Exercise requirements: All of the data below should be output exactly as given.

Data extracts:
+ + + + +

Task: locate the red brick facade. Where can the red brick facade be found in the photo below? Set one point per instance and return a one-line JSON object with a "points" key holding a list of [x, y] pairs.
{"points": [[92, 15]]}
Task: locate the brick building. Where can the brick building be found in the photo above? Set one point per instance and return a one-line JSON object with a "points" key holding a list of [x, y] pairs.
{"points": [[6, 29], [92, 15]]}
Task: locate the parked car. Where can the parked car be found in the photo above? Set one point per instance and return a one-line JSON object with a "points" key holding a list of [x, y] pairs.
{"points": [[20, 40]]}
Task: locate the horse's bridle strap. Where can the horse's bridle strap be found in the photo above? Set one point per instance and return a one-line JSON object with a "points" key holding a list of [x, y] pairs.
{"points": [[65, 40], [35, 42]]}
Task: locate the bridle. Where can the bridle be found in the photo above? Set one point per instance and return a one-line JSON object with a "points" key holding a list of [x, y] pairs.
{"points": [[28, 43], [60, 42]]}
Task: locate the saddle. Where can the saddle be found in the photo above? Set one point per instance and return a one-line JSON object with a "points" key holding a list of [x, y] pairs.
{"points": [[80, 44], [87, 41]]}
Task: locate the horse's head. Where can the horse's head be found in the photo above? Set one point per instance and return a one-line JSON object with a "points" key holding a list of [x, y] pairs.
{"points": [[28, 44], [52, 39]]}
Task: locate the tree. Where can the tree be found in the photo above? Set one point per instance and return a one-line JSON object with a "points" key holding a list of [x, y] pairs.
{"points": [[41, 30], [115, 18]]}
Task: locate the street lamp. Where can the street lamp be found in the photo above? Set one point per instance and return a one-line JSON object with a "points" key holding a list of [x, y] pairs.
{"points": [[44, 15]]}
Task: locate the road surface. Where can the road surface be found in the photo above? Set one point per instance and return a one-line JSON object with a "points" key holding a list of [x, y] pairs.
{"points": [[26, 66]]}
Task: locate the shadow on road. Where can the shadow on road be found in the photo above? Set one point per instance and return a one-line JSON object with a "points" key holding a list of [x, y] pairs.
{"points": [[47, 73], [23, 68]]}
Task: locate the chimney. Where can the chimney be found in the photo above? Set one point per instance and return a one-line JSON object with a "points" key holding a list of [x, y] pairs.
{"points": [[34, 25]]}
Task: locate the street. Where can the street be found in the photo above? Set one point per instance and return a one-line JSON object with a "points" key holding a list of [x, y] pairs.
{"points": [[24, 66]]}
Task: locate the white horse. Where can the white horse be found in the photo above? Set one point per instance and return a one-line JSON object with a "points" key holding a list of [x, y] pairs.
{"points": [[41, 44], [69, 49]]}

+ + + + +

Result for this task:
Task: locate the red brick facade. Where can the red brick facade be found in the photo below? Set one point per instance and return a one-line JSON object with a "points" key holding a list of [x, y] pairs.
{"points": [[92, 15]]}
Task: locate the brick building. Where can the brick building be found in the photo above? Set one point per instance and return a one-line JSON object with a "points" key holding a list of [x, y] pairs.
{"points": [[6, 29], [92, 15]]}
Task: locate the parked car. Where can the parked car be found in the photo above? Set one point per instance and return a one-line JSON object with a "points" key holding a list of [x, y] pairs.
{"points": [[20, 40]]}
Task: locate the horse's bridle strap. Where can the horse's bridle strap be found in the photo above? Set one point per instance and return a one-line JSON object with a "points" key holding a list of [x, y] pairs.
{"points": [[65, 40], [35, 42]]}
Task: locate the bridle. Where can the bridle be found in the photo above? Set one point per instance and return a one-line JSON object with a "points" key holding a list of [x, y] pairs.
{"points": [[28, 43], [60, 42]]}
Task: locate the saddle. Where can the saddle be found in the photo above? Set one point per instance and return a one-line JSON object with a "points" key holding a list of [x, y] pairs.
{"points": [[80, 44], [87, 41]]}
Task: locate the horse's head. Where can the horse's head be found in the photo above? Set one point per instance and return a one-line JSON object with a "points" key holding a list of [x, y] pairs.
{"points": [[28, 44], [52, 39]]}
Task: locate the tree. Where can the tree be found in the photo above? Set one point per instance and return a one-line JSON object with a "points" key holding a list of [x, y] pairs.
{"points": [[41, 30], [115, 18]]}
Task: locate the street lamp. Where can the street lamp be found in the photo above? Set one point per instance and return a one-line JSON object with a "points" key holding a list of [x, y] pairs.
{"points": [[44, 15]]}
Task: locate the road surface. Where can the road surface be found in the photo above? Set one point per instance and return a one-line JSON object with a "points" key holding a list of [x, y] pairs.
{"points": [[26, 66]]}
Task: locate the shadow on road. Where can the shadow on road be found in the photo above? Set one point per instance and return a one-line JSON object with a "points" key holding a list of [x, y] pairs.
{"points": [[47, 73], [23, 68]]}
Task: locate the chimney. Where can the chimney be found in the photo above? Set one point per instance and return a one-line JSON object with a "points" key holding a list of [x, y] pairs.
{"points": [[34, 25]]}
Task: locate the street. Where can the street be found in the photo above? Set one point per instance and return a one-line JSON object with a "points" key holding a list of [x, y] pairs.
{"points": [[24, 66]]}
Task: locate the white horse. Where can the white horse be found in the photo above? Set one point per instance and return a one-line JSON object with a "points" key holding a list of [x, y] pairs.
{"points": [[41, 44], [69, 49]]}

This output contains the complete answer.